◆ **What this task involves**: Count the lines of the data below that contain the word "double". Reply with only the number.

◆ **Records supplied**:

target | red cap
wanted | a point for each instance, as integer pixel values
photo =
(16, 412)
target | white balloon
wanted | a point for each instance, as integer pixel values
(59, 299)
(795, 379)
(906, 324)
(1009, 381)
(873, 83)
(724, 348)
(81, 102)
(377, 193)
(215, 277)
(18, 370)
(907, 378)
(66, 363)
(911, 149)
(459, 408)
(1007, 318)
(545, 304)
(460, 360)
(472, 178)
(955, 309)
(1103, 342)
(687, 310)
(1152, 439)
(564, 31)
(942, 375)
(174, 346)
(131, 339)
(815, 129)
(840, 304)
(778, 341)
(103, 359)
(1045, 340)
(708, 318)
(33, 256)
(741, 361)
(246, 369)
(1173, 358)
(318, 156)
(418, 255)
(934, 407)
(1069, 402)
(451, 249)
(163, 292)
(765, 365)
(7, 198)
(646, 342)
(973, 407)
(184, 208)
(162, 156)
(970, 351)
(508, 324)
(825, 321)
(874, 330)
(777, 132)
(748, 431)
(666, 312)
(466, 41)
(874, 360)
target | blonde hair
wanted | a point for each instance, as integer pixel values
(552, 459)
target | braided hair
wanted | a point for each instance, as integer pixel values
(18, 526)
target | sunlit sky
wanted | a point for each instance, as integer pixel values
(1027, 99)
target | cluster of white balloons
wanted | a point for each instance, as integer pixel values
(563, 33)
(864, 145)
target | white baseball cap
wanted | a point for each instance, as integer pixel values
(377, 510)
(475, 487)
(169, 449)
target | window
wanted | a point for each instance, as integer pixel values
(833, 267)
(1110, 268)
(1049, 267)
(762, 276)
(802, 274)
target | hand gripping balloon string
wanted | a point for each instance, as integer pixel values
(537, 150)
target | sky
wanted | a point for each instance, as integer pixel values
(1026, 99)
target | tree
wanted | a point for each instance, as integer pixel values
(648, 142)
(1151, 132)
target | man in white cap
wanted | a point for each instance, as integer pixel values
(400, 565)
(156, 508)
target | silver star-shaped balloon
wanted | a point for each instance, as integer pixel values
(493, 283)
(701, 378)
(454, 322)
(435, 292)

--

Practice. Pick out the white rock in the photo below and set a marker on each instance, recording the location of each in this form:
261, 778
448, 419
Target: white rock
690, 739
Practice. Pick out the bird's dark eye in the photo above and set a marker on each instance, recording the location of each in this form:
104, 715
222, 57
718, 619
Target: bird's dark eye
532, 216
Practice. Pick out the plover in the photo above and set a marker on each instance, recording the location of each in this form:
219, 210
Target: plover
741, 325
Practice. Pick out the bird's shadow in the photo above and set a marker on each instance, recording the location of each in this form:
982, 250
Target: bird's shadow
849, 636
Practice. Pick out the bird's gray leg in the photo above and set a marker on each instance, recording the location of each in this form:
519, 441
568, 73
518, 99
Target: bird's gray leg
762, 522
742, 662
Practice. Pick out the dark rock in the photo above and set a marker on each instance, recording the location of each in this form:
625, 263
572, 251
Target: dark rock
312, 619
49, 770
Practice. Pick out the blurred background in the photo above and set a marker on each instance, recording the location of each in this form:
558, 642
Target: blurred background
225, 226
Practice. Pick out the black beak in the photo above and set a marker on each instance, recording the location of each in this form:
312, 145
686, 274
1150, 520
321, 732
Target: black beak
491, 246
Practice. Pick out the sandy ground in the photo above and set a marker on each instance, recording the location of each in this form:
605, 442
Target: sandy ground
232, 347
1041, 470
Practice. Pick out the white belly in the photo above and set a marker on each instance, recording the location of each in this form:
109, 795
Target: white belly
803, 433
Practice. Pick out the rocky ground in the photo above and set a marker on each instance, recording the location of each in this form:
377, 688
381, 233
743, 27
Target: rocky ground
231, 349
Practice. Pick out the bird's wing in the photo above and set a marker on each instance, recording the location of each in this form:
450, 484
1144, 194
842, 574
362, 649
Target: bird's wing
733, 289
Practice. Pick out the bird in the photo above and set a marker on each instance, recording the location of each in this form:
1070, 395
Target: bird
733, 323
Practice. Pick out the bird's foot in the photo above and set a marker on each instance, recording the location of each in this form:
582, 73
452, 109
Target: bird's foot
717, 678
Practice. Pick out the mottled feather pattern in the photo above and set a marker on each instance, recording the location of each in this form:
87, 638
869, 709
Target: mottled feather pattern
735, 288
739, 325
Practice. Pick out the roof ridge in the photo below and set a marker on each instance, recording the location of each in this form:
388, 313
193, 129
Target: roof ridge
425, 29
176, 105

==

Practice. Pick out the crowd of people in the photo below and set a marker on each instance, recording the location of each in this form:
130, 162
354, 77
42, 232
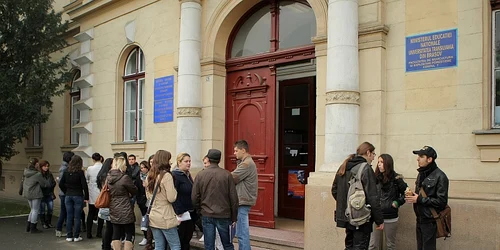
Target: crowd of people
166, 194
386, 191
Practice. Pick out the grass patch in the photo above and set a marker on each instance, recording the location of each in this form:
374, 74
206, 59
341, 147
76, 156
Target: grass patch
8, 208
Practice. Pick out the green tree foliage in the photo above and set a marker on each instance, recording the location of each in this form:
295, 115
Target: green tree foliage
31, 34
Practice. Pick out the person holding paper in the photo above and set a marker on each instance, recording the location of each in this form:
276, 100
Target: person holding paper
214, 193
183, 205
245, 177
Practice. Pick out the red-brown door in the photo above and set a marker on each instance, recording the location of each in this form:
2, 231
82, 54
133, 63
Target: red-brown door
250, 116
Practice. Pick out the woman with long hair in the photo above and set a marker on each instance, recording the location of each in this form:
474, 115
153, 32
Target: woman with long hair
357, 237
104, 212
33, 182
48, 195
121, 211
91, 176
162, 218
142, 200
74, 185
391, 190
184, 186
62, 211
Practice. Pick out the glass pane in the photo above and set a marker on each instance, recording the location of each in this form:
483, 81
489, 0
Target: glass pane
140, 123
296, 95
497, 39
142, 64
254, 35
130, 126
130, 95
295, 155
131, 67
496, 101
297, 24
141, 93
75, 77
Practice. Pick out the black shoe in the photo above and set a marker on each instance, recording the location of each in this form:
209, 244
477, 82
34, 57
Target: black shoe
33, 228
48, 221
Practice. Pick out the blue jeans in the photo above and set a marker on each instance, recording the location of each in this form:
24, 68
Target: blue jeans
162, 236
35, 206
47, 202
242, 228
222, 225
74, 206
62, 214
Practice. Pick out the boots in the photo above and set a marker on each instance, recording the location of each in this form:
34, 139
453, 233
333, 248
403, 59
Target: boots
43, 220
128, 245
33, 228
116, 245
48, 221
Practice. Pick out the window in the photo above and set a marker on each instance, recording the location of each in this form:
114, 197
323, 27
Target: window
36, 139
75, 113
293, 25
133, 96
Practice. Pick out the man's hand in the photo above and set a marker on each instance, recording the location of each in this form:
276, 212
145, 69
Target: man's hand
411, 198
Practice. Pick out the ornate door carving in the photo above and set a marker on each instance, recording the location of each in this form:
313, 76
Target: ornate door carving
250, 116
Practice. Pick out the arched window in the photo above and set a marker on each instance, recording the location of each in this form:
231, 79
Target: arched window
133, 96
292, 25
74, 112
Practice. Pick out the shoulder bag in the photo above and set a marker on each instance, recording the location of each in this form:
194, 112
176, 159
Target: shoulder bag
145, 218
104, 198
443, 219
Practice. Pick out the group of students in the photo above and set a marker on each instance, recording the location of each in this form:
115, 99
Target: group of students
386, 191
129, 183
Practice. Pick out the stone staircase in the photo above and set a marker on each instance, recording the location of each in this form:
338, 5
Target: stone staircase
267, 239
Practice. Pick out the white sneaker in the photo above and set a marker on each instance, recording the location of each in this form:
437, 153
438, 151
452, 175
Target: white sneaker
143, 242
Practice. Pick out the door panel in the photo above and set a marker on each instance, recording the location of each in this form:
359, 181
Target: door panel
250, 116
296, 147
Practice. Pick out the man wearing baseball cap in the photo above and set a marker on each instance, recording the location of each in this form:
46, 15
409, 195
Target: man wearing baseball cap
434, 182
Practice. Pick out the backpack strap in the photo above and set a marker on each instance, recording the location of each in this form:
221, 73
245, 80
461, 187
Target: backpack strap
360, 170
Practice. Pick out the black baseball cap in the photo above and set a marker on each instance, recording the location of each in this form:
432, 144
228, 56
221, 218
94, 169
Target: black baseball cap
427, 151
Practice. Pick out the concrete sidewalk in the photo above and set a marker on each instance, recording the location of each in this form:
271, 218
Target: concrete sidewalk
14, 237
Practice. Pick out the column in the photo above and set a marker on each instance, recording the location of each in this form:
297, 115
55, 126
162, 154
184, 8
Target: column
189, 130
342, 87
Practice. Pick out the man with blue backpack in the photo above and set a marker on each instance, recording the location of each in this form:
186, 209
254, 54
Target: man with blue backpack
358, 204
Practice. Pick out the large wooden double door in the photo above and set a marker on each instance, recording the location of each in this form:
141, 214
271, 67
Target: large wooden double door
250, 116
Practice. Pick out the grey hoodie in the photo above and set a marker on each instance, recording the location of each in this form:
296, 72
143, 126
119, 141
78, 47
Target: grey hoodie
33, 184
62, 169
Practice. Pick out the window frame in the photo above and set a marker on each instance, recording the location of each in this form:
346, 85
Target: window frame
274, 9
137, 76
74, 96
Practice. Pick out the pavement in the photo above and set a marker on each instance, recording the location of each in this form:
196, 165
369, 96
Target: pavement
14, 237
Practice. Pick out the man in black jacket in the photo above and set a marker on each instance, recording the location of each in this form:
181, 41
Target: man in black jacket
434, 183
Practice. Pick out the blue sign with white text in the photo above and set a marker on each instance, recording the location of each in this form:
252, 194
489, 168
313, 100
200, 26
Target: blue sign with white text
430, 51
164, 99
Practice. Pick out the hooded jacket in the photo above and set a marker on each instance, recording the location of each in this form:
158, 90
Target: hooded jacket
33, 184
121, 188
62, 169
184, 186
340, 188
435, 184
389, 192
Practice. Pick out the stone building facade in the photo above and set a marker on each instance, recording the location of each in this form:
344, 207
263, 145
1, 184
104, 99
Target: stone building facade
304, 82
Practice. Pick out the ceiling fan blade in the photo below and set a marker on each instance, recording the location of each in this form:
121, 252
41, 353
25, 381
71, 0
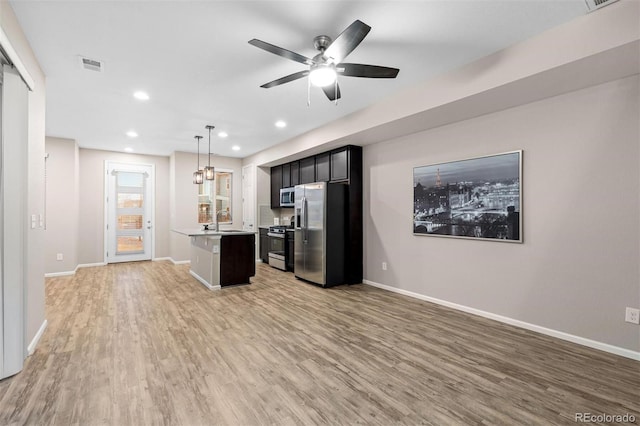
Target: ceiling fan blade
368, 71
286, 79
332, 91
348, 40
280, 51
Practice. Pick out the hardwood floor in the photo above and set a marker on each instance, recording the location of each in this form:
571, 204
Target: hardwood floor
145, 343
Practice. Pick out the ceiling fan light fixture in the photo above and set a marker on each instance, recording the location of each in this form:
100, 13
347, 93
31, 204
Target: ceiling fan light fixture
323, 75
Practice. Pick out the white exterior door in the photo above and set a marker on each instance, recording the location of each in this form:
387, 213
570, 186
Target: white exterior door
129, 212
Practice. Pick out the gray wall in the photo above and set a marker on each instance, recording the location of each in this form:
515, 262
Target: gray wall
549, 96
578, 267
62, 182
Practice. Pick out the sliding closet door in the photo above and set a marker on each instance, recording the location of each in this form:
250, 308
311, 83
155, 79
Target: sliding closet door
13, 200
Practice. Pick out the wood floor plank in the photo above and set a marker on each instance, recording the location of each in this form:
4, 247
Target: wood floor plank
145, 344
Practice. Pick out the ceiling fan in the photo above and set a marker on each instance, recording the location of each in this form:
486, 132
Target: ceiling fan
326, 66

◆ **Solution for this exercise**: 2